= Trecho da fonte =
- - - - -
Tebet aprovou indicação de André Mendonça ao STF. Resignação talvez explique voto "não pelo seu passado, mas pelo que espero que faça no futuro, um voto de confiança".

"Passar borracha" num passado recheado de violência permitiu a ela confiar em Bolsonaro. No futuro poderá dizer "ninguém imaginava que Mendonça poderia namorar o fundamentalismo contra a autonomia das mulheres e a diversidade".

Tebet teria votado pela recondução de Augusto Aras à Procuradoria-Geral da República, o que ela nega —a votação é secreta. Depois de entregue o relatório da CPI da Covid ao PGR, declarou: "Vi firmeza de propósito. Ele sabe o que tem de fazer e as consequências de sua omissão." E assegurou: "Estaremos atentos não só à inercia, mas a atos protelatórios. Se ele se omitir, aí tem uma ação".

Aras sabe as consequências de sua omissão. Para ele, nulas. Para o país, mortíferas. Para sua biografia, uma Ordem do Rio Branco e abraços calientes do presidente. Na busca constrangedora por indicação ao STF, apostou na colaboração premiada. O prêmio não veio.

Não bastasse a arquitetura constitucional que lhe autoriza a jogar parado (explicada em outra coluna), conta com a cumplicidade geral do Senado, que lhe deu novo mandato e se recusa a analisar pedido de impeachment contra ele; do STF, que impediu tramitação de representações criminais contra Aras no Conselho Superior do MPF; e da advocacia garantista por autodeclaração, que aplaudiu nomeação e recondução do PGR. Tebet não podia imaginar.

A laboriosa não atuação do PGR pede retrospectiva. Afinal, da "inércia" e de "atos protelatórios" de Aras se fez governo irresponsável, inimputável e incontrolável.

Esta a sua "firmeza de propósito": vendeu "descriminalização da política" e entregou extinção da punibilidade da delinquência pública.
- - - - -
Dados de apontamento com base em imagens:

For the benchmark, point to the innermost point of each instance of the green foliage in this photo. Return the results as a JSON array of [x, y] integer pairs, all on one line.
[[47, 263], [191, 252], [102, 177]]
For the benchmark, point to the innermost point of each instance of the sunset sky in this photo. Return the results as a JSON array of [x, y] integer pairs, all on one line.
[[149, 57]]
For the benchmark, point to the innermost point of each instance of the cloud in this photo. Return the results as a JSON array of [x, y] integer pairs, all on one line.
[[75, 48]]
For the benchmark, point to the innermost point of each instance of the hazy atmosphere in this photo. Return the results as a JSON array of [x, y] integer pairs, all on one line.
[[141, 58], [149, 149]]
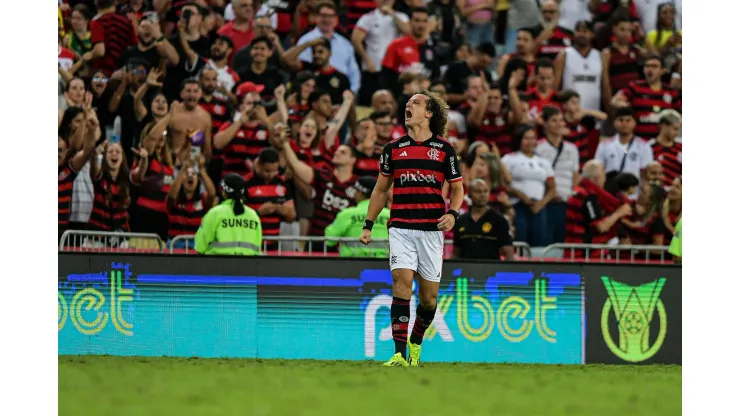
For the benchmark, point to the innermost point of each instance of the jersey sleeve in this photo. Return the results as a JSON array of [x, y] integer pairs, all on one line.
[[452, 165], [386, 160], [206, 232]]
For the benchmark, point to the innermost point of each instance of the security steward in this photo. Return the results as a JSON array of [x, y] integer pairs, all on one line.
[[230, 228], [482, 232], [349, 223]]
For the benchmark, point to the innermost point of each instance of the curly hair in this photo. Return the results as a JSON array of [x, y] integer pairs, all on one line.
[[437, 105]]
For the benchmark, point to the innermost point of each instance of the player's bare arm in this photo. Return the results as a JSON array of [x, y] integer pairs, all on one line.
[[377, 202], [447, 221]]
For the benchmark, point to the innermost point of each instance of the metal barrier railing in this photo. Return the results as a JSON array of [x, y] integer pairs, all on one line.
[[111, 242], [607, 253], [306, 244]]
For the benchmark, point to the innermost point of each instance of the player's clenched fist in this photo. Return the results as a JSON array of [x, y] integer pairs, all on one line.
[[365, 237], [446, 222]]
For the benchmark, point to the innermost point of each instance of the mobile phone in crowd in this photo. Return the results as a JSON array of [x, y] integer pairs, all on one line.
[[153, 17], [186, 15]]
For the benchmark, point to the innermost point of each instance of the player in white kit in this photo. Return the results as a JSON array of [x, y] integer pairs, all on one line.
[[579, 68]]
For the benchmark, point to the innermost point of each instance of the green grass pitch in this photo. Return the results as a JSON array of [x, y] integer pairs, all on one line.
[[111, 386]]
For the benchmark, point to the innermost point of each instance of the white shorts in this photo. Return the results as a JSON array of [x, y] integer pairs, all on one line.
[[421, 251]]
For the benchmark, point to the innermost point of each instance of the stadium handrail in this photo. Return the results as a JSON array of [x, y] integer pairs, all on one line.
[[122, 242]]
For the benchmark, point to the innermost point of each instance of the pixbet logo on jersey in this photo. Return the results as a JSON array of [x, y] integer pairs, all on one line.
[[417, 177], [433, 154]]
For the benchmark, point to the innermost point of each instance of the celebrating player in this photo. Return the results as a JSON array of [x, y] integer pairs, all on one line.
[[416, 165]]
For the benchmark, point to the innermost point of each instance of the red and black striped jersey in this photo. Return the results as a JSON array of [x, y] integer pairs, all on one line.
[[585, 135], [259, 191], [110, 205], [646, 233], [297, 112], [419, 169], [647, 103], [582, 213], [368, 165], [66, 180], [669, 158], [623, 67], [119, 35], [153, 190], [284, 9], [537, 101], [332, 196], [495, 129], [221, 112], [550, 48], [530, 64], [244, 148], [184, 216], [323, 160]]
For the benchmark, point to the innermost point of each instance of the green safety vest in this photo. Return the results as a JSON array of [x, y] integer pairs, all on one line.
[[675, 247], [349, 222], [223, 233]]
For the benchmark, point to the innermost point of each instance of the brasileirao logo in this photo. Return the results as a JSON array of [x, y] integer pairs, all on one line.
[[634, 308]]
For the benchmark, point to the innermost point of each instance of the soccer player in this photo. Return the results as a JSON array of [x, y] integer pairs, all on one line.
[[416, 165]]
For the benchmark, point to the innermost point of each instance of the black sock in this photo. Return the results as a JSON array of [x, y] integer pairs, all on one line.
[[400, 311], [424, 318]]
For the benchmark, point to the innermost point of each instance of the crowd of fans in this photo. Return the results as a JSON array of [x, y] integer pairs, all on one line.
[[567, 111]]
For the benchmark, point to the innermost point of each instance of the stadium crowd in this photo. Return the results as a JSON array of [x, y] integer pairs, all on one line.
[[567, 111]]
- - - - -
= Ordem de serviço =
Continue o texto sobre a atuação de Augusto Aras na PGR, começando logo depois da última frase.

= Resposta =
Um lava-jatismo invertido, igualmente sectário e ilegal. Não denuncia ação política nenhuma, nem mesmo política de morte que afeta crianças na pandemia, com abundância de provas. Mas simula diligência por meio de "averiguações preliminares" e pedidos sigilosos, que dificultam acusar o golpe.

Essa omissão holística tem numerosos exemplos desde 2019. Alguns mais recentes: contra precedentes da própria PGR, Aras não se opôs a iniciativas de Bolsonaro contra urnas eletrônicas; defendeu legalidade do "orçamento secreto", maior engrenagem de compra de voto da história brasileira; não questionou ameaça de Bolsonaro a conselheiros da Anvisa, apenas anunciou "providências" para protegê-los.

Mais gritante foram as posições de Aras em torno da CPI da Covid. Bolsonaro tentou obstruir a instauração da CPI, mas o PGR não viu crime ou ilegalidade quando presidente pressionou senador Kajuru a pedir impeachment de ministros do STF. Viu apenas uma "perspectiva pessoal".

Instalada a CPI, Aras se recusou a investigar fatos e denúncias que foram surgindo no processo (como da Covaxin). Argumentou, contra a tradição da própria PGR, que precisava esperar o fim da CPI. Rosa Weber alertou que ele não poderia ser só "espectador".

Terminada a CPI, e diante de relatório de 1.200 páginas que aponta pelo menos nove crimes do presidente, Aras esperou 30 dias e pediu ao STF providências que não sabemos quais são.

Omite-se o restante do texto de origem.